#### Information supplied
━━━━━━━━━━━━━━━━

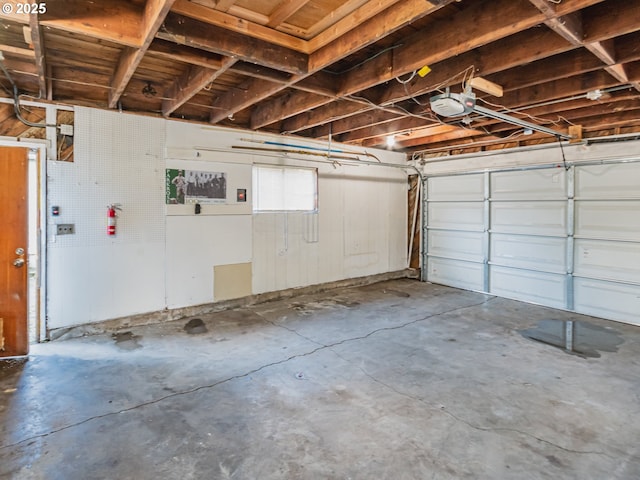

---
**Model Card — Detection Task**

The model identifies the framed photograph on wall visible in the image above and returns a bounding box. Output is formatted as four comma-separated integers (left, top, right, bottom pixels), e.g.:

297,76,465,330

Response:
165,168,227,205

━━━━━━━━━━━━━━━━

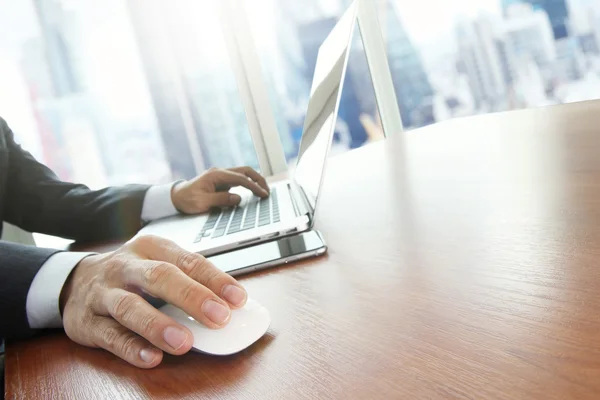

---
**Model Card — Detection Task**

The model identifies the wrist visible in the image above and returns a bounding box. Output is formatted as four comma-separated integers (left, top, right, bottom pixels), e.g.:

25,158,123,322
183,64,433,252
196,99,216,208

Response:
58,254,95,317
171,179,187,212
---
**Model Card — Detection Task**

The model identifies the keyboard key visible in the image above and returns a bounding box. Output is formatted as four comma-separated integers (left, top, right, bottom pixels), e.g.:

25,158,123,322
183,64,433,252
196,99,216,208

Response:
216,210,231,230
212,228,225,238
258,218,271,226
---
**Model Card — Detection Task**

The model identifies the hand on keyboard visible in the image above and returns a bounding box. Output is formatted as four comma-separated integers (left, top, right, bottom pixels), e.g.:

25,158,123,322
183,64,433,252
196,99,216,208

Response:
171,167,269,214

━━━━━━━━━━━━━━━━

#### Stated task
Extract each line of the material that contains the word "image".

#### Solution to the exercise
The model identifies the framed photograph on wall visible in the image above and returns a bounding box. Output is formatted as four comma-separated integers (left, top, right, bottom pixels), e.g.:
The model identifies the wrist visible in the image above and returns a bounding box. Output is formatted as four comma-separated integers (left, top, right, bottom pixels), e.g.:
The model identifies the keyboard key visible in the image above and returns a bounding box. Output is formatted as four comma-separated integers (left, top, right, bottom pixels), e.g.:
The model identifies the hand on keyboard visible in the image above and returns a bounding box. Output is formatted as four comma-separated integers (left, top, right, bottom pixels), e.g.:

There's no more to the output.